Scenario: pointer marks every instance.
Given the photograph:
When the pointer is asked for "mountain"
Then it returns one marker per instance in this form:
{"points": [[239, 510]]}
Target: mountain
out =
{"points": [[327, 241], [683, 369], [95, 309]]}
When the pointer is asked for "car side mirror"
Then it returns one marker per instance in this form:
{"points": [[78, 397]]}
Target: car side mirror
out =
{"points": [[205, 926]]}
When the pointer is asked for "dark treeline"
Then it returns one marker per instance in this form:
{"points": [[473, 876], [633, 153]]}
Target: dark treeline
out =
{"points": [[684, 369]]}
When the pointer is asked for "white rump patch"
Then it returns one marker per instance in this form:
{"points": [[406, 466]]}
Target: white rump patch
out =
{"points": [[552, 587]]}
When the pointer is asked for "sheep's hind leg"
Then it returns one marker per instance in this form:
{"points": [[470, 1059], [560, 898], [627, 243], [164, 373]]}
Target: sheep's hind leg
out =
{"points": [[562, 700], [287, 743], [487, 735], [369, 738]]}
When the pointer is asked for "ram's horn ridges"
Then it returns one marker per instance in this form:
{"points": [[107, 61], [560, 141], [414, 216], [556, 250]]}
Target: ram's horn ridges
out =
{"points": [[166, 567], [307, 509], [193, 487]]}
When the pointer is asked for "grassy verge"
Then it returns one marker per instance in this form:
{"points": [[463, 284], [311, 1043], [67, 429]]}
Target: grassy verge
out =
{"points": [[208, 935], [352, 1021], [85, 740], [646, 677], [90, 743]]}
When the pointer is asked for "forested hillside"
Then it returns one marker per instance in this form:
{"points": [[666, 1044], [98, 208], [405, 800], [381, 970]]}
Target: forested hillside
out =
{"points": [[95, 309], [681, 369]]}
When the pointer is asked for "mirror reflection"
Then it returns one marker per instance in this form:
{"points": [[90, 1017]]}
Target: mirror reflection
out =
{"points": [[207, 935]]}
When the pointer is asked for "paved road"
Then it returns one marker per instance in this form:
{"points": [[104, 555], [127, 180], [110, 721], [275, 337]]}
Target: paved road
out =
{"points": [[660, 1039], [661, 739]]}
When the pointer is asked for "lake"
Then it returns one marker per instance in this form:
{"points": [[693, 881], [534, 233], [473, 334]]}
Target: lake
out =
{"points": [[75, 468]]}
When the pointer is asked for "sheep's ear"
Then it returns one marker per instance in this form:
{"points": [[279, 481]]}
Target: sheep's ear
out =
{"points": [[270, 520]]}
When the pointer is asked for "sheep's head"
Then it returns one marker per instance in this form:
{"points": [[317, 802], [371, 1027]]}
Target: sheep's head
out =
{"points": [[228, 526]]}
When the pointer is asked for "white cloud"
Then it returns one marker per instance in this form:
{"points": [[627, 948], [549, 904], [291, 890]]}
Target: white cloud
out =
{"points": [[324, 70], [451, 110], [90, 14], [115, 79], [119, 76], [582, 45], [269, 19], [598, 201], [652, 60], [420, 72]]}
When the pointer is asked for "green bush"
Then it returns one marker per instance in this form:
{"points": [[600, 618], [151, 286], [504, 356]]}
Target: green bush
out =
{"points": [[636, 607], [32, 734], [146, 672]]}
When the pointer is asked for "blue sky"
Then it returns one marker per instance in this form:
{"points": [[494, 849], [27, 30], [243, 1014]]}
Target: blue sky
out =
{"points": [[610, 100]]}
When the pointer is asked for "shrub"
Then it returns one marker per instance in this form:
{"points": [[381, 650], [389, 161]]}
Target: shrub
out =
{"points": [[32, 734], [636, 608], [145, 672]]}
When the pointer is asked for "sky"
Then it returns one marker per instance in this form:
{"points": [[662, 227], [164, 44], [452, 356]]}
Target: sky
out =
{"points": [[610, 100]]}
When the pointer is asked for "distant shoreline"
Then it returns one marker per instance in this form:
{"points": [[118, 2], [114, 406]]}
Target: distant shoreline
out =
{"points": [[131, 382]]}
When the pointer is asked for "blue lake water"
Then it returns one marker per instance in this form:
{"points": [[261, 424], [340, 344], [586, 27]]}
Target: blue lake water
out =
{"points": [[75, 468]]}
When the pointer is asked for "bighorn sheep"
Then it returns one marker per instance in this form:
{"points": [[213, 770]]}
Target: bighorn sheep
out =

====

About this exercise — Return every record above exactly as it appears.

Task output —
Scenario: pointer marks every instance.
Given the photograph:
When the pointer is asked for "mountain"
Then it returns one marker per instance in this form:
{"points": [[239, 510]]}
Target: mountain
out =
{"points": [[327, 241], [683, 369], [95, 309]]}
When the pointer is asked for "car side mirror"
Then it returns one marker per instance in this form:
{"points": [[78, 397]]}
Target: car side mirror
out =
{"points": [[205, 926]]}
When the pointer is asked for "dark treeline"
Then it returns one marker per instance in this form:
{"points": [[473, 876], [633, 153]]}
Target: dark treeline
out =
{"points": [[684, 369]]}
When the pointer is asked for "white rump patch"
Then it returns one marker per instance in this form:
{"points": [[406, 466]]}
Target: white rump patch
out =
{"points": [[552, 587]]}
When the pointer is asked for "sheep's hind leg"
Then it returns one marker per instance in this form:
{"points": [[470, 1059], [560, 898], [627, 243], [164, 373]]}
Target: sheep's hind leg
out =
{"points": [[562, 700], [287, 743], [487, 735], [369, 738]]}
When the pointer is asked for "ram's horn ridges"
Then it returns one marker per instance in this form:
{"points": [[107, 61], [560, 141], [414, 216], [556, 250]]}
Target: ram's horn ridges
out =
{"points": [[166, 567], [307, 509], [193, 487]]}
When the pointer is asked for "grassy verge"
Then it returns one marker per instance in this form:
{"points": [[463, 284], [311, 1043], [67, 429]]}
Target: grassy verge
out =
{"points": [[208, 935], [352, 1021], [85, 740], [646, 677], [90, 743]]}
When the pointer is asked for "forested hillside"
Then it returns one marker per instance in this form:
{"points": [[666, 1044], [98, 208], [405, 800], [381, 970]]}
Target: forested hillside
out =
{"points": [[95, 309], [681, 369]]}
When the pointer is asked for "mirror reflection"
Then it returns one marker per instance in this form:
{"points": [[90, 1017]]}
Target: mirror reflection
out =
{"points": [[207, 935]]}
When the pointer is asked for "paved road"
Then it returns one marker per instance in this form:
{"points": [[104, 555], [127, 180], [110, 721], [275, 337]]}
Target: paved road
out =
{"points": [[660, 1039], [661, 739]]}
When the pointer is asked for "lake"
Then it returns one marker per instance in this form:
{"points": [[693, 881], [534, 233], [473, 334]]}
Target: lake
out =
{"points": [[75, 468]]}
When the pointer is asked for "sheep's ear"
Then it returns one marker per instance in this form:
{"points": [[279, 481]]}
Target: sheep's ear
out =
{"points": [[270, 520]]}
When the pointer is asked for "sheep's head"
Then it returns one marker per instance in this form:
{"points": [[317, 802], [371, 1027]]}
Target: sheep's head
out =
{"points": [[228, 526]]}
When the pointer is asked for "white cloud"
Then it returns one marker per instance in this form:
{"points": [[627, 948], [549, 904], [291, 890]]}
Target: white cloud
out =
{"points": [[324, 70], [451, 110], [90, 14], [115, 79], [119, 76], [582, 45], [269, 19], [598, 201], [652, 60], [420, 72]]}
When the pointer is asked for "green bush"
Then it returns one marker per instance in this form:
{"points": [[600, 618], [151, 286], [504, 356]]}
Target: green bush
out =
{"points": [[636, 607], [32, 734], [146, 672]]}
When the pointer is asked for "blue sky"
Then it returns one marker per instance in this form:
{"points": [[494, 849], [27, 30], [243, 1014]]}
Target: blue sky
out =
{"points": [[610, 100]]}
When the pointer is asked for "shrub"
Then it returns one marker per instance in this form:
{"points": [[381, 650], [389, 161]]}
Target: shrub
out =
{"points": [[32, 734], [636, 608], [145, 672]]}
When the pointer is asked for "sky"
Then it returns one marker per instance in this form:
{"points": [[662, 227], [164, 44], [452, 356]]}
Target: sky
out =
{"points": [[610, 100]]}
When the pointer is asked for "distant shoreline"
Then it returns one marker per instance in this form:
{"points": [[118, 2], [114, 406]]}
Target: distant shoreline
out =
{"points": [[131, 382]]}
When the pointer is asked for "blue lake water"
Then it returns one marker per instance in this form:
{"points": [[261, 424], [340, 344], [586, 27]]}
Target: blue lake water
out =
{"points": [[75, 468]]}
When the pointer is asked for "bighorn sheep"
Then it returns one marker per instance in this form:
{"points": [[213, 770]]}
Target: bighorn sheep
out =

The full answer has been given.